→ **PROVIDED PASSAGE**:
┌──

During that same thirty-year period, the government conducted 264 million abortions, many of them repeat and late-term abortions, which carry greater health risks. Women often waited into the second trimester to determine the gender of their child and terminated pregnancies again and again until they were sure to have a son. These sex-selective abortions skewed the gender ratio of China’s children—about 120 males to every 100 females born in 1999—and as a result, the full impact of the one-child policy may not be known until later in the century, when these baby boys become unmarriageable young men. At about the same time, the nation may confront a serious aging crisis, with an explosion in the number of senior citizens and a much smaller working-age population left to support them.

By the late 1990s, a consensus had emerged among many demographers and birth planning officials that the human, social, and political costs of continuing to enforce the one-child program were too high, especially given the evidence it wasn’t doing much good. At the start of the next decade, the government began shifting the birth planning program toward a more voluntary system involving financial rewards and penalties, as well as improved medical services and counseling. It issued new directives prohibiting the use of coercive methods to enforce birth planning, and adopted a new law guaranteeing citizens the right to an “informed choice” in reproductive matters. Reformers drafted proposals to begin allowing all couples to have two children. But neither the party chief, Jiang Zemin, nor his successor, Hu Jintao, was willing to abandon the one-child policy. The government had insisted for nearly three decades that it was justified, necessary, and worth the sacrifice, and neither man wanted to take the political risk of overturning it. Any party leader who scrapped the one-child policy would be vulnerable to attack if birth rates then climbed. The political system rewarded caution, not risk taking, and it was almost always safer to stick with the status quo than to try to change it.

└──

→ **GIVEN DATA**:
┌──

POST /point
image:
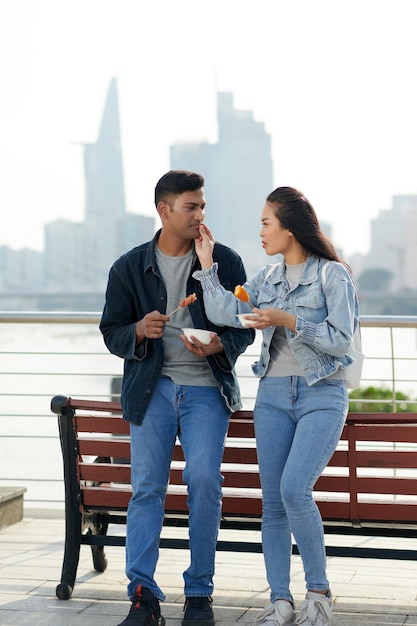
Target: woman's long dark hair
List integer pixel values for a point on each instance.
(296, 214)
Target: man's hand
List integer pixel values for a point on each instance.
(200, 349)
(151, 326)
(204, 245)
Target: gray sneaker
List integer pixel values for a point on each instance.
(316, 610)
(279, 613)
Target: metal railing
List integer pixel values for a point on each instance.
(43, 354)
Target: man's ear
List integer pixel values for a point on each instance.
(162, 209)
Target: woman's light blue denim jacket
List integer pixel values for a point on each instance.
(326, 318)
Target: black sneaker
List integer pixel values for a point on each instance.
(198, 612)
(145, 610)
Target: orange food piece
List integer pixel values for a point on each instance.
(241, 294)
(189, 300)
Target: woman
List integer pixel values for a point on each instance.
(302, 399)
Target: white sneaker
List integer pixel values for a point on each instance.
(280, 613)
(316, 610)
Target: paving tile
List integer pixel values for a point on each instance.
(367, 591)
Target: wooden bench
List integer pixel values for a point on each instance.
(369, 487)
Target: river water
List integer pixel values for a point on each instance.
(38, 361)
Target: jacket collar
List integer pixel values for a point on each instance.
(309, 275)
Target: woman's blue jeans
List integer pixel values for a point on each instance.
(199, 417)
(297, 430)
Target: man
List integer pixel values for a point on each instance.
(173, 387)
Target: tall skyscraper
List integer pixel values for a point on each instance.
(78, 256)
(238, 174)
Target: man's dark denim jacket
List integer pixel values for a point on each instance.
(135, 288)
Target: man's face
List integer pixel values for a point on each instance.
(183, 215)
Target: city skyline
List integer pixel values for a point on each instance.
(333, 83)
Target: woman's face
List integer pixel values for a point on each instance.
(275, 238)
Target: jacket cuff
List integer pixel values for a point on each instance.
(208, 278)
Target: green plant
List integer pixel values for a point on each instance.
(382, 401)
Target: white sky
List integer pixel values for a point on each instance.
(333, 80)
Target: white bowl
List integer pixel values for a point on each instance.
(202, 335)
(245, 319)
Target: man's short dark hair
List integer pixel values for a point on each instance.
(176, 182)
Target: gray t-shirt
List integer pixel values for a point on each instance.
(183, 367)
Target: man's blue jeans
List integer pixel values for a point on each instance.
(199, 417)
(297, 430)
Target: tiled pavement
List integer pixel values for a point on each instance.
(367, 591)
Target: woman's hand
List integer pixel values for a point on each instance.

└──

→ **TASKS AND EXERCISES**:
1/ Answer these about the passage on China's one-child policy:
(a) How many abortions did the government conduct during the thirty-year period?
(b) What was the approximate gender ratio of children born in 1999?
(c) Which two party leaders were unwilling to abandon the one-child policy?
2/ Rewrite the passage on China's one-child policy between "During that same" and "to support them.", inclusive, substituting "first trimester" for "second trimester".

→ **RESULTS OF THE EXERCISE**:
1/
(a) 264 million
(b) About 120 males to every 100 females
(c) Jiang Zemin and his successor, Hu Jintao

2/
During that same thirty-year period, the government conducted 264 million abortions, many of them repeat and late-term abortions, which carry greater health risks. Women often waited into the first trimester to determine the gender of their child and terminated pregnancies again and again until they were sure to have a son. These sex-selective abortions skewed the gender ratio of China’s children—about 120 males to every 100 females born in 1999—and as a result, the full impact of the one-child policy may not be known until later in the century, when these baby boys become unmarriageable young men. At about the same time, the nation may confront a serious aging crisis, with an explosion in the number of senior citizens and a much smaller working-age population left to support them.